* [To be done]:
- A) In the article below on call centers in the Philippines, how many people does the business process outsourcing sector now employ?
- B) List every figure in the article below on Philippine call centers that counts people or states an amount of money.
- C) Continue the article below on Philippine call centers and artificial intelligence from its last sentence.

* [Article]:
+ + + +

Mylene Cabalona has been taking calls for foreign companies from the Philippines since 2010, the same year when the country overtook India to become the world's call center capital of the world, employing more than half a million people.

Since then, Cabalona has seen business process outsourcing (BPO) become the largest private sector job provider in the Philippines, now employing some 1.3 million people.

The sector has faced many challenges—from a lack of workers' rights, to occupational health risks—but now many fear they could lose their jobs altogether due to artificial intelligence.

"Multinational companies came here because of our skill in customer care," she told the Thomson Reuters Foundation. "And that's the first to be displaced by AI."

Along with remittances from Filipinos working abroad, BPO is one of the main engines of the Philippines economy, contributing around $30 billion a year.

+ + + +

* [Material provided]:
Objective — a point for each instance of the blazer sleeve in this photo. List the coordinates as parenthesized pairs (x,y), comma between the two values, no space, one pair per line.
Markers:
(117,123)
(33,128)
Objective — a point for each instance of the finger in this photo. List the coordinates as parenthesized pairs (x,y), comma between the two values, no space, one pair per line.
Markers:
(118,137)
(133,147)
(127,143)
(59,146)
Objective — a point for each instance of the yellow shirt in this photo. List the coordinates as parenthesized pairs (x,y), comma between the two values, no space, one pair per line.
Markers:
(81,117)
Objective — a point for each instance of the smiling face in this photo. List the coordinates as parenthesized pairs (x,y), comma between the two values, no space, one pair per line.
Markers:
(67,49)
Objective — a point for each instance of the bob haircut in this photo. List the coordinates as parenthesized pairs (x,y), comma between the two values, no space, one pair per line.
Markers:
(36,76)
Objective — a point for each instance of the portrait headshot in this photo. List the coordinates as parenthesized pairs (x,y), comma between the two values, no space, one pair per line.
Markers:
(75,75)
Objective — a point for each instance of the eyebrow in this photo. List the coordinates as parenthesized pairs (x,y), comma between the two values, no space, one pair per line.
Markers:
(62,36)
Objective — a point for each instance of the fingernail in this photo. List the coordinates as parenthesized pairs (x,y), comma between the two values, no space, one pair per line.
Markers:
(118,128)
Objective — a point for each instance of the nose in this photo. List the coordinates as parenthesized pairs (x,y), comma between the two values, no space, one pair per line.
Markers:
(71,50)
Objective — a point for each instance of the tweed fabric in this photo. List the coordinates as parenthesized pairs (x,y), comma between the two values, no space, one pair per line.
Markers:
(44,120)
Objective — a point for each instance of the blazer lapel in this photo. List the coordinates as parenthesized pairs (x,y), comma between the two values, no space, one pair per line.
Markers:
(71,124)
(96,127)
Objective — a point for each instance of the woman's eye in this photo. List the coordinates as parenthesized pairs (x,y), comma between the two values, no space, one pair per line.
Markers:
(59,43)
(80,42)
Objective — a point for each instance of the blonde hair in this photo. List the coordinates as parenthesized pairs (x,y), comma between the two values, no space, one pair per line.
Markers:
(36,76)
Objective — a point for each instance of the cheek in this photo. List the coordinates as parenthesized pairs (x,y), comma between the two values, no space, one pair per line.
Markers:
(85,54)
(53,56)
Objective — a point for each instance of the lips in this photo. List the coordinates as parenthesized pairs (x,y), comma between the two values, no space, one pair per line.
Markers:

+ + + +

* [Task answers]:
- A) Some 1.3 million people.

- B)
- More than half a million people
- 1.3 million people
- $30 billion a year

- C)
The growth of AI creates demand for some new jobs such as AI trainers or content moderators, but could render thousands of low-skilled jobs in call centers obsolete. The government plans to address the problem by retraining workers to work with AI.

But for Cabalona, who also leads the labor association BPO Industry Employees' Network (BIEN), the promise of upskilling workers to tackle the challenge of AI should go hand-in-hand with resolving deep-seated issues such as lack of labor rights within the industry.

Are call centers ready for AI?

More than half of 60 companies surveyed this year by the IT and Business Process Association of the Philippines (IBPAP) said they were "actively working" on integrating AI into their workflows.

Ten percent of the companies said they had fully implemented AI technology, with customer service or support services, data entry and processing, and quality assurance roles most impacted.

While investing in AI tools is not cheap, industry experts foresee significant cost savings by automating BPO jobs.

But it is not without its issues. David Sudolsky, CEO of Boldr, an outsourcing company with offices in the Philippines, South Africa, Mexico and Canada, said automation of the lowest-skilled jobs, primarily in e-commerce, had made it harder to hire new people or backfill some roles.

"If AI reduces the volume of entry-level roles that BPOs and call centers once provided, what's next?" asked Boldr founder and CEO David Sudolsky. "I think there's a significant risk of displacement."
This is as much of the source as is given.